Text for analysis
——————————
A few years ago, my acquaintance, “Sally” (not her real name) left an abusive relationship. She had two young children with her partner. Since he was the breadwinner in the family, Sally was worried she might have trouble getting custody of her children, since he would argue that he was in a financially better position to take care of the children.
Nevertheless, Sally won her case in Family Court. She made a compelling argument that she was the better parent.
Sally’s case isn’t unique. Between 3 to 4 million children are exposed to domestic violence each year. Unfortunately, sometimes the abusers get custody during a divorce.
Are you in a similar relationship with an abusive spouse? You don’t need to feel hopeless. You can have a good chance of winning your custody case if you take the right steps.
Here are some ways to get custody of your children to protect them from your abuser.
Prepare for False Allegations of Abuse
Dealing with false allegations of abuse is one of your top priorities. Unfortunately, you may not even realize that you need to, because you believe only the truth will come out at trial.
The sad reality is that narcissists don’t limit their abuse to physical actions or mean words behind closed doors. In fact, 21% of men lie in custody cases. They can also tell horrible lies in court to cause distress. If they know that taking your children away is going to cause more pain, they will be willing to lie to do it.
——————————
Tasks to carry out
a – Reproduce the passage of the article on child custody after abuse between "A few years" and "the right steps.", inclusive.
b – Resume the article on child custody after abuse, writing on from its last sentence.
The rows further down are separate material, unrelated to the article on child custody after abuse.
——————————
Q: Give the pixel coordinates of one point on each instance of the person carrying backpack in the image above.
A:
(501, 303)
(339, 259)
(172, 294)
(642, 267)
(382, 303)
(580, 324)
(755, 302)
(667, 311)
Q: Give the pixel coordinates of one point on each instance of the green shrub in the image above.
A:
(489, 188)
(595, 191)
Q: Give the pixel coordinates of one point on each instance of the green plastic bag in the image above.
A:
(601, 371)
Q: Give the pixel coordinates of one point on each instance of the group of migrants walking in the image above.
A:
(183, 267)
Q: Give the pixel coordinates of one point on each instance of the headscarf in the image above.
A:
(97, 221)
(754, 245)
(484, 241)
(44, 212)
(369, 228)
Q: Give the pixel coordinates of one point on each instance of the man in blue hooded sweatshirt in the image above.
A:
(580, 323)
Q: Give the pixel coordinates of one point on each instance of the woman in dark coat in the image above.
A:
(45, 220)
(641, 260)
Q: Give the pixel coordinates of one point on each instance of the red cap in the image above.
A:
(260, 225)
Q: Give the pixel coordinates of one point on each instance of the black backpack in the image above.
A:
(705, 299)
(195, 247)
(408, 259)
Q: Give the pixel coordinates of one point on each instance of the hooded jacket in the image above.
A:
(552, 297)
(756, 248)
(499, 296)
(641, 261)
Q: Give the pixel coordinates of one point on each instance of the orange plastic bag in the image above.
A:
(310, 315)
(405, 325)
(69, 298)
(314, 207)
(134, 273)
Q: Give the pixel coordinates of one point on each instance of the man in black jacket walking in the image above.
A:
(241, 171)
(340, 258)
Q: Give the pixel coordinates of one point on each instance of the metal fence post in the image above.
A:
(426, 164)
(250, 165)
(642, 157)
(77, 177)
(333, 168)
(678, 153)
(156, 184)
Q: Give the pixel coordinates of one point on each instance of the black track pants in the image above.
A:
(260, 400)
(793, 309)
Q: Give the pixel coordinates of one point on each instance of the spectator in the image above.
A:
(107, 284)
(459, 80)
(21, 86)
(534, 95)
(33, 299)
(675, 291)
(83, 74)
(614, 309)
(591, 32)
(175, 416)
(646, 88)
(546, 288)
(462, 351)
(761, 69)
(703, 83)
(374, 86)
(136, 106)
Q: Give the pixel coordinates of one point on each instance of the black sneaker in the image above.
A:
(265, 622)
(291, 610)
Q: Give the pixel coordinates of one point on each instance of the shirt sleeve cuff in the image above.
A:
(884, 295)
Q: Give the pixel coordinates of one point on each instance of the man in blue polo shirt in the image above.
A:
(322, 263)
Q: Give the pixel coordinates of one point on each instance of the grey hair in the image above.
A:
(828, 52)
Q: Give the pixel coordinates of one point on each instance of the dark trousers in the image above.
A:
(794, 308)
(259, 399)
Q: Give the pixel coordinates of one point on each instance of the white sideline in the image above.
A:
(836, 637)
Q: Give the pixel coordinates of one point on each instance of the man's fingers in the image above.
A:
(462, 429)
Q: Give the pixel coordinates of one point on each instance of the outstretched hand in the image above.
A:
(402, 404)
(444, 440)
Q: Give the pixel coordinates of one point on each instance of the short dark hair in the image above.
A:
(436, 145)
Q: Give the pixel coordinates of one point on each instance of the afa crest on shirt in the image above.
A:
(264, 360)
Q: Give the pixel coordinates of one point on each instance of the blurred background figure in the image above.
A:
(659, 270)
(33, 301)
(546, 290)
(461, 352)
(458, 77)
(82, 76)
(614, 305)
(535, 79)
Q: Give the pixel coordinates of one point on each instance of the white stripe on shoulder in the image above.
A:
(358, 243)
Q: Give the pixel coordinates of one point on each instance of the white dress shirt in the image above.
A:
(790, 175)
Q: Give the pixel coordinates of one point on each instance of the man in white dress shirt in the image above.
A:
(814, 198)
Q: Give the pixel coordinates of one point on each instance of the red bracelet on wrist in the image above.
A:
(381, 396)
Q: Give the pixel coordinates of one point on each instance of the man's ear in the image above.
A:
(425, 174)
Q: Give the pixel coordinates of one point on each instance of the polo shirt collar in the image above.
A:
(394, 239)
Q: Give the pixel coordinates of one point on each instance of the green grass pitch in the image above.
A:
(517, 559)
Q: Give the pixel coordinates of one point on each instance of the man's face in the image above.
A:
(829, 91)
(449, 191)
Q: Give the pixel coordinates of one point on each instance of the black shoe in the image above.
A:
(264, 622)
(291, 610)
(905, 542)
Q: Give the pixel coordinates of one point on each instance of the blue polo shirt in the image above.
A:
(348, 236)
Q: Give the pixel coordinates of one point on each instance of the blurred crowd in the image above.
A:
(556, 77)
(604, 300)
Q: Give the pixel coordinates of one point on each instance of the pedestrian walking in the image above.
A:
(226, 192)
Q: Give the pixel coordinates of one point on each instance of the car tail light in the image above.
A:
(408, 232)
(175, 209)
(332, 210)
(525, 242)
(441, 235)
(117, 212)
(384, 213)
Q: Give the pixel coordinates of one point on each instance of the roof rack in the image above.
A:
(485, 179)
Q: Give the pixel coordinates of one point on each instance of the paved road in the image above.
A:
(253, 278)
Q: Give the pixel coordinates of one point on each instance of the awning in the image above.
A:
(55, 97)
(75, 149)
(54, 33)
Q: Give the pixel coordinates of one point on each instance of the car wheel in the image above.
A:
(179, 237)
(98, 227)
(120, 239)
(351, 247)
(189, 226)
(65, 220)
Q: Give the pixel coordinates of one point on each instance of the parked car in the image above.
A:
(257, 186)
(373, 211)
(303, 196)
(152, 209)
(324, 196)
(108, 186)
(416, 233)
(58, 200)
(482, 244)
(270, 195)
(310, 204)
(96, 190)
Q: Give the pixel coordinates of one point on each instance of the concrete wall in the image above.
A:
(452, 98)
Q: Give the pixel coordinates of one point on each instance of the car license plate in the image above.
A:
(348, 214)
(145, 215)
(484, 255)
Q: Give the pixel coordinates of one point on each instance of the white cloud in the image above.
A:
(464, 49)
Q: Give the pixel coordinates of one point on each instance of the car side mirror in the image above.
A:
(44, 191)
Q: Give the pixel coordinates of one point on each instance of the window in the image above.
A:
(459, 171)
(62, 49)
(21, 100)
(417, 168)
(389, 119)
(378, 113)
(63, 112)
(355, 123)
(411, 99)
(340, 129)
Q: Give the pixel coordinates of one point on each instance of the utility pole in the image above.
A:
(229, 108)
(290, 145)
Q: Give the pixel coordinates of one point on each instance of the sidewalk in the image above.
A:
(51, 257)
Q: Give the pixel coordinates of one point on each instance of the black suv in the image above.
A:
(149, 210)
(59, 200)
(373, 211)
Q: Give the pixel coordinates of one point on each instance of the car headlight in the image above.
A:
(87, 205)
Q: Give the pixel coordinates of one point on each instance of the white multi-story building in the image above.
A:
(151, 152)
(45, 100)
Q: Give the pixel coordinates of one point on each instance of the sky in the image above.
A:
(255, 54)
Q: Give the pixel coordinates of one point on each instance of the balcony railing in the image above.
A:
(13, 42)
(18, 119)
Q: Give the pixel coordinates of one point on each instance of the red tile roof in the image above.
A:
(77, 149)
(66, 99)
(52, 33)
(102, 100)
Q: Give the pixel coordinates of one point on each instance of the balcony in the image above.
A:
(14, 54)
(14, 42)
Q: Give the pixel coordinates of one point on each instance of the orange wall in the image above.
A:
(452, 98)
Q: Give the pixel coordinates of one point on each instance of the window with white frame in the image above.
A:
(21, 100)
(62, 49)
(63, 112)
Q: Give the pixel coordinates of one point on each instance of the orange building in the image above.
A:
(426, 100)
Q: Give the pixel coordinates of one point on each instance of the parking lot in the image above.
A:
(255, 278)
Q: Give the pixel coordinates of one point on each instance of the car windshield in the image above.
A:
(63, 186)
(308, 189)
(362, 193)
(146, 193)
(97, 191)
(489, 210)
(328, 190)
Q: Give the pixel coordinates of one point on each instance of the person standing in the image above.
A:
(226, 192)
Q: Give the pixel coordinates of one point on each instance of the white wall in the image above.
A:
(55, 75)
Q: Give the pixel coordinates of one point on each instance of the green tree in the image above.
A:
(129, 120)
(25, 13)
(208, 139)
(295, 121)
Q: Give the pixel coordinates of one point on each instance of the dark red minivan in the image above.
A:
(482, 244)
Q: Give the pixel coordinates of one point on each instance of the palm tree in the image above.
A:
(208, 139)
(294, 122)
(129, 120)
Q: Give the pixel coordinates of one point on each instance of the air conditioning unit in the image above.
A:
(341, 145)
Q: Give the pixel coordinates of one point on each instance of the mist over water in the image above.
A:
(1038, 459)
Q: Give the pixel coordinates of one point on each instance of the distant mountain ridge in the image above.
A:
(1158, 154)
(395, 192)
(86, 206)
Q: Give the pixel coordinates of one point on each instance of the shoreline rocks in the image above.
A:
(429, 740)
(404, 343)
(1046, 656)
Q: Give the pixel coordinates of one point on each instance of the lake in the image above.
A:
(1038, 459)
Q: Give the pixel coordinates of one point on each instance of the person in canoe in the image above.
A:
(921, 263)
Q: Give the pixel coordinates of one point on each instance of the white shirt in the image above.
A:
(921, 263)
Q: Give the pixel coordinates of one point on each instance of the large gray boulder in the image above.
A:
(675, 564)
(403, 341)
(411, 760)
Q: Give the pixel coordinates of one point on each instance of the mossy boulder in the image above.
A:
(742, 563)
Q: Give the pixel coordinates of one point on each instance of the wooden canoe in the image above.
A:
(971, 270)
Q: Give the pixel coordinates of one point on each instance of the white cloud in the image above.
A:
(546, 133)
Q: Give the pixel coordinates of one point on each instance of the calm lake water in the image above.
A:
——————————
Answers provided
a –
A few years ago, my acquaintance, “Sally” (not her real name) left an abusive relationship. She had two young children with her partner. Since he was the breadwinner in the family, Sally was worried she might have trouble getting custody of her children, since he would argue that he was in a financially better position to take care of the children.
Nevertheless, Sally won her case in Family Court. She made a compelling argument that she was the better parent.
Sally’s case isn’t unique. Between 3 to 4 million children are exposed to domestic violence each year. Unfortunately, sometimes the abusers get custody during a divorce.
Are you in a similar relationship with an abusive spouse? You don’t need to feel hopeless. You can have a good chance of winning your custody case if you take the right steps.

b –
Make sure that you know what lies they are likely to tell and have a defense ready. If you can dispute them in court, your chances of winning increase dramatically.
Make sure Abuse is documented throughout the relationship
Allegations of abuse are not uncommon during divorce proceedings, especially if child custody is an issue. Judges will be skeptical without any corroboration.
Fortunately, there should be plenty of ways to document it. Here are some ways:
- The best place to start is by releasing police and hospital records. This is the most objective form of evidence that a physical abuse has occurred. Other forms of abuse may not be so easy to prove, but they usually occur simultaneously with physical abuse.
- Get statements from neighbors that have heard disturbances at your home.
- Have friends that have seen signs of abuse make statements.
- Show photos that you took on social media that have bruises or other marks.
- Consider getting a testimonial from your counselor if you’re willing to waive privilege. However, this is usually a last resort, because you may open them up to cross examination if privilege is revoked.
Getting any evidence you can find to prove abuse has occurred is the most important step.
Show the emotional problems the abuse has caused to your children
Many people, including abuse victims believe that the impact of abuse on children will end after they are separated from the abuser. This is unfortunately not true. The impact of abuse runs deep. Even if the abuser restricted their physical or emotional violence to the other parent, the child will feel trauma for quite some time.
It is imperative that you bring your child to a counselor to assess the problems the abuse has caused them. This is important not just for winning custody, but also to make sure they have a decent treatment plan in place. The judge may require some form of restitution on the part of the abuser, including fees for counseling beyond the cost of child support.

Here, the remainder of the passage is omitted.